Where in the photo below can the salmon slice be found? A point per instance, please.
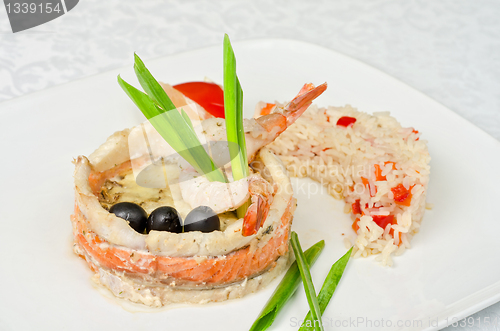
(224, 269)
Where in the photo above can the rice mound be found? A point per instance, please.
(370, 161)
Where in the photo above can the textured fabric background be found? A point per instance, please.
(448, 49)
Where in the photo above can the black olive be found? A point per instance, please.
(203, 219)
(164, 219)
(134, 214)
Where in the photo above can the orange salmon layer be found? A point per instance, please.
(156, 269)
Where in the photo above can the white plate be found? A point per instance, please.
(451, 271)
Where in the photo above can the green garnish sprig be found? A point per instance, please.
(174, 126)
(305, 273)
(329, 286)
(285, 289)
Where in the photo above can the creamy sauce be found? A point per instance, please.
(123, 188)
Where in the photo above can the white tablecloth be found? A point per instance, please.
(449, 50)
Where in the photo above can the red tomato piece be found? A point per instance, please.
(208, 95)
(346, 121)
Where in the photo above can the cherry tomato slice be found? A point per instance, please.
(208, 95)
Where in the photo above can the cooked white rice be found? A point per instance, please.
(338, 157)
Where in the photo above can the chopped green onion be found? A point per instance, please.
(176, 128)
(305, 273)
(285, 289)
(328, 288)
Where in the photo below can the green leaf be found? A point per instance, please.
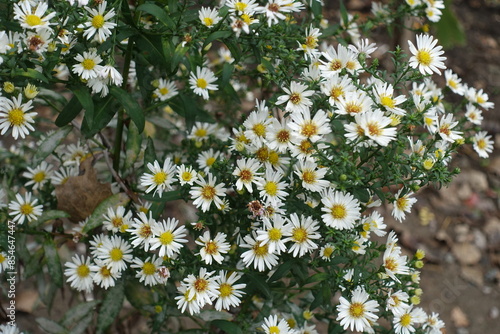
(48, 145)
(112, 201)
(111, 306)
(159, 13)
(53, 262)
(48, 215)
(76, 313)
(69, 112)
(227, 326)
(132, 108)
(132, 146)
(31, 73)
(50, 326)
(216, 35)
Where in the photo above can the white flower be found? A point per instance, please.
(358, 313)
(99, 24)
(24, 208)
(160, 178)
(213, 248)
(341, 210)
(207, 192)
(168, 237)
(209, 17)
(38, 176)
(13, 113)
(426, 56)
(402, 204)
(297, 98)
(202, 82)
(229, 292)
(79, 274)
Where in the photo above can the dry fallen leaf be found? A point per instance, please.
(80, 195)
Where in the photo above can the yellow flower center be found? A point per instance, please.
(166, 238)
(274, 234)
(160, 177)
(26, 209)
(356, 310)
(116, 254)
(98, 21)
(299, 234)
(16, 117)
(148, 268)
(338, 211)
(83, 270)
(88, 64)
(225, 290)
(33, 20)
(201, 83)
(424, 57)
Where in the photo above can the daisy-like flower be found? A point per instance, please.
(13, 113)
(117, 221)
(186, 175)
(38, 176)
(79, 274)
(311, 175)
(212, 249)
(149, 270)
(426, 56)
(207, 192)
(483, 144)
(207, 158)
(247, 173)
(402, 204)
(358, 313)
(341, 210)
(166, 90)
(33, 18)
(209, 17)
(405, 320)
(168, 237)
(326, 251)
(273, 232)
(271, 186)
(103, 276)
(203, 81)
(203, 286)
(302, 232)
(187, 300)
(272, 326)
(88, 65)
(258, 254)
(141, 230)
(24, 208)
(115, 252)
(229, 292)
(99, 24)
(161, 178)
(297, 98)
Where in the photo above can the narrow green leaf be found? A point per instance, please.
(48, 215)
(220, 34)
(53, 262)
(78, 312)
(69, 112)
(50, 326)
(48, 145)
(112, 201)
(227, 326)
(131, 106)
(159, 13)
(111, 306)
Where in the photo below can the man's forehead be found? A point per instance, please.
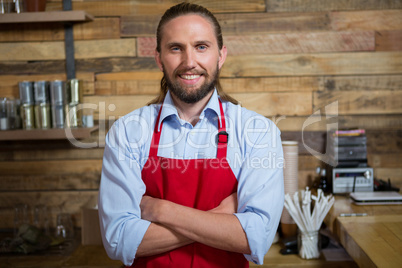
(187, 19)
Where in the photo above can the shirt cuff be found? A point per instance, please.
(256, 235)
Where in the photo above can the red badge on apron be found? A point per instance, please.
(196, 183)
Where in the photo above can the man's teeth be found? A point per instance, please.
(190, 77)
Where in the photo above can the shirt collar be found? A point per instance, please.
(169, 109)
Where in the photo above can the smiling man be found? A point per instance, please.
(193, 179)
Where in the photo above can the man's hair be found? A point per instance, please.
(181, 10)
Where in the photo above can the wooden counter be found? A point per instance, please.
(95, 256)
(374, 240)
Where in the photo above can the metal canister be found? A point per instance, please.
(4, 123)
(58, 101)
(13, 109)
(42, 105)
(74, 99)
(27, 116)
(42, 116)
(27, 104)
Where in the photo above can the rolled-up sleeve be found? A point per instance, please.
(261, 190)
(120, 193)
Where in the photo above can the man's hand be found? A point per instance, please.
(217, 228)
(149, 207)
(227, 206)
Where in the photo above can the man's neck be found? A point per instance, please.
(191, 111)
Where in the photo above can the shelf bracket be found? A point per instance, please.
(69, 43)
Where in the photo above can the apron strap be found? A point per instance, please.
(153, 150)
(222, 138)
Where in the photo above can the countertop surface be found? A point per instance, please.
(374, 240)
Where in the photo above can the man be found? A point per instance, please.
(191, 180)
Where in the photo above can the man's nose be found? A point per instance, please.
(189, 58)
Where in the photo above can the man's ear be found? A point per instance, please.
(158, 60)
(222, 56)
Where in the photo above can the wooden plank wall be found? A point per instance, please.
(305, 64)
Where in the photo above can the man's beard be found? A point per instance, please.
(196, 95)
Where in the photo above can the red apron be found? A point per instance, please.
(196, 183)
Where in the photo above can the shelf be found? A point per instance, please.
(46, 134)
(48, 16)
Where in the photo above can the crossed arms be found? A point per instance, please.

* **The task**
With the pictures left out, output all the entries exactly.

* **Completed exercise**
Where in the photo below can the salmon slice be found? A point per instance, please.
(224, 269)
Where in the photo above can the rice mound be found? A point per instance, please.
(370, 161)
Where in the photo above can the textured fabric background be found? A point per instance, please.
(448, 49)
Where in the photo above can the black olive be found? A point per instance, please.
(203, 219)
(164, 219)
(134, 214)
Where in the photo above can the orange salmon layer be found? A point per instance, please.
(156, 269)
Where in the photo above can the white plate be found? A point per instance, please.
(451, 271)
Where in the photo above can the green garnish sprig be found? A point per instance, please.
(174, 126)
(305, 273)
(329, 286)
(285, 289)
Where in the photo above can the creamy sauce be found? A point per instance, please.
(123, 188)
Where in the photo above can the white tablecloth be found? A point per instance, please.
(449, 50)
Where in the photo above can the red tomato piece be found? A point per instance, please.
(208, 95)
(346, 121)
Where in the photo above can the cherry tomato slice be found? A point per instance, please.
(208, 95)
Where in the photo above can the cooked white rice be found? A point per instance, please.
(338, 157)
Where in the photo above can the chopped green onion be found? A point per instance, please.
(176, 128)
(305, 273)
(285, 289)
(328, 288)
Where in the photo below can the green leaf be found? A point per instance, please.
(48, 145)
(112, 201)
(111, 306)
(159, 13)
(53, 262)
(48, 215)
(76, 313)
(69, 112)
(227, 326)
(132, 108)
(132, 146)
(31, 73)
(50, 326)
(216, 35)
Where in the photo above can the white flower be found? A point per instance, please.
(358, 313)
(99, 24)
(24, 208)
(160, 178)
(213, 248)
(341, 210)
(207, 192)
(168, 237)
(209, 17)
(38, 176)
(13, 113)
(426, 56)
(402, 204)
(297, 98)
(202, 82)
(229, 292)
(79, 274)
Where in the photo above can the dry fallen leaf be found? A point per instance, please.
(80, 195)
Where in the photo above can the yellow flower center be found? A point per instance, please.
(166, 238)
(274, 234)
(160, 177)
(26, 209)
(356, 310)
(116, 254)
(98, 21)
(299, 234)
(16, 117)
(148, 268)
(338, 211)
(83, 270)
(88, 64)
(225, 290)
(33, 20)
(201, 83)
(424, 57)
Where in the photo above can the daisy-like flower be found? A point per instance, please.
(13, 113)
(117, 221)
(186, 175)
(38, 176)
(79, 274)
(311, 175)
(212, 249)
(149, 270)
(426, 56)
(207, 192)
(483, 144)
(207, 158)
(247, 173)
(402, 204)
(358, 313)
(341, 210)
(166, 90)
(33, 18)
(209, 17)
(405, 320)
(168, 237)
(326, 251)
(273, 232)
(271, 186)
(103, 276)
(203, 81)
(203, 286)
(302, 232)
(187, 300)
(272, 326)
(88, 65)
(258, 254)
(141, 230)
(24, 208)
(115, 252)
(229, 292)
(99, 24)
(161, 178)
(297, 98)
Where in the photo above can the narrow green leaf be found? A point per instance, please.
(48, 215)
(220, 34)
(53, 262)
(78, 312)
(69, 112)
(50, 326)
(48, 145)
(112, 201)
(227, 326)
(131, 106)
(159, 13)
(111, 306)
Where in the photo below can the man's forehead be found? A point per instance, please.
(187, 19)
Where in the photo above can the shirt cuff be found? A point per instance, please.
(256, 235)
Where in the photo above can the red badge on apron be found? A point per instance, please.
(196, 183)
Where in the photo above can the man's teeth be found? A point per instance, please.
(190, 77)
Where in the photo above can the shirt collar be found? A point per instance, please.
(169, 109)
Where in the photo above can the smiling man be found? A point per instance, please.
(193, 179)
Where in the photo above can the man's hair be found? A point per instance, please.
(181, 10)
Where in the photo above can the wooden counter be found? A point per instance, please.
(95, 256)
(374, 240)
Where in the photo above can the metal canister be found? A point per instance, please.
(4, 123)
(58, 101)
(13, 109)
(42, 105)
(74, 99)
(27, 116)
(42, 116)
(27, 104)
Where in the photo above can the rolled-up sleeve be found? A point per instance, please.
(261, 190)
(120, 193)
Where in the photo above can the man's hand be found? A point per instance, please.
(217, 228)
(149, 207)
(227, 206)
Where in the photo above can the man's neck be found? A point per instance, please.
(191, 111)
Where in the photo above can the shelf bracket be found? A point per instance, please.
(69, 43)
Where in the photo above can the apron strap be found? A point per instance, please.
(153, 150)
(222, 138)
Where in the photo above can the countertop surface be found? A point per instance, please.
(374, 240)
Where in the photo above can the man be found? A point per instance, please.
(191, 180)
Where in the photo above can the man's nose be found? A point per instance, please.
(189, 58)
Where in the photo above can the man's ear be found? A point per instance, please.
(158, 60)
(222, 56)
Where in the photo above can the wooden plank wall be found? A point per instance, please.
(305, 64)
Where in the photo above can the man's beard be found? A point per instance, please.
(196, 95)
Where in the photo above can the red apron be found? A point per instance, please.
(196, 183)
Where in the photo above can the shelf be found? A point per instance, please.
(46, 134)
(48, 16)
Where in the photo above can the crossed arms be found? A point per instance, please.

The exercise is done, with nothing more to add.